# [WORK REQUIRED]
Rewrite the records below, replacing "ladybug" with "beetle" and keeping everything else unchanged. Omit the pictures from your version.

# [DATA SECTION]
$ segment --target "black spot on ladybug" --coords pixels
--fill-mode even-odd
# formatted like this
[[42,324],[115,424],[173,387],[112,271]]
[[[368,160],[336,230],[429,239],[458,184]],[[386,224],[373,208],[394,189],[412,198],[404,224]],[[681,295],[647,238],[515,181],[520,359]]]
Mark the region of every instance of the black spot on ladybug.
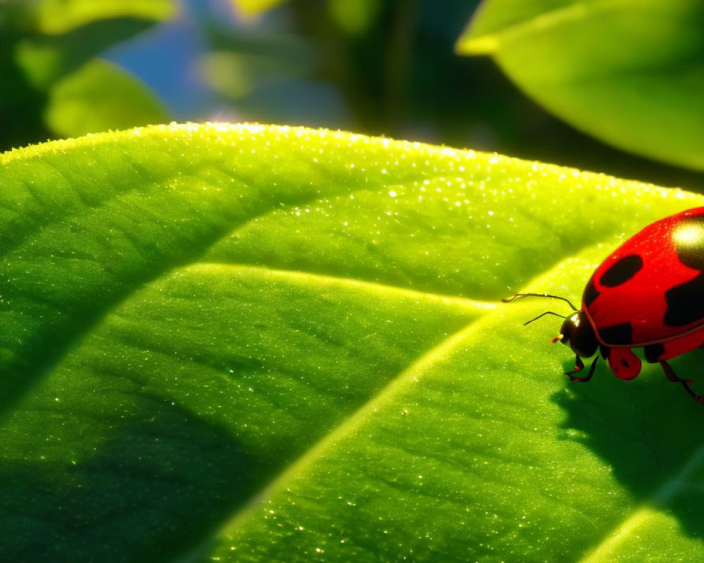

# [EXERCISE RESPONSE]
$ segment --target "black spot on beetle" --coords pixels
--fill-mode even-odd
# formatted like this
[[42,324],[115,424],[173,387],[112,271]]
[[[368,160],[336,230],[429,239],[458,184]],[[386,224],[373,208],[394,189],[412,198],[404,224]],[[681,295],[647,238],[515,181],[520,359]]]
Mark the region of every instance of the black spot on beetle.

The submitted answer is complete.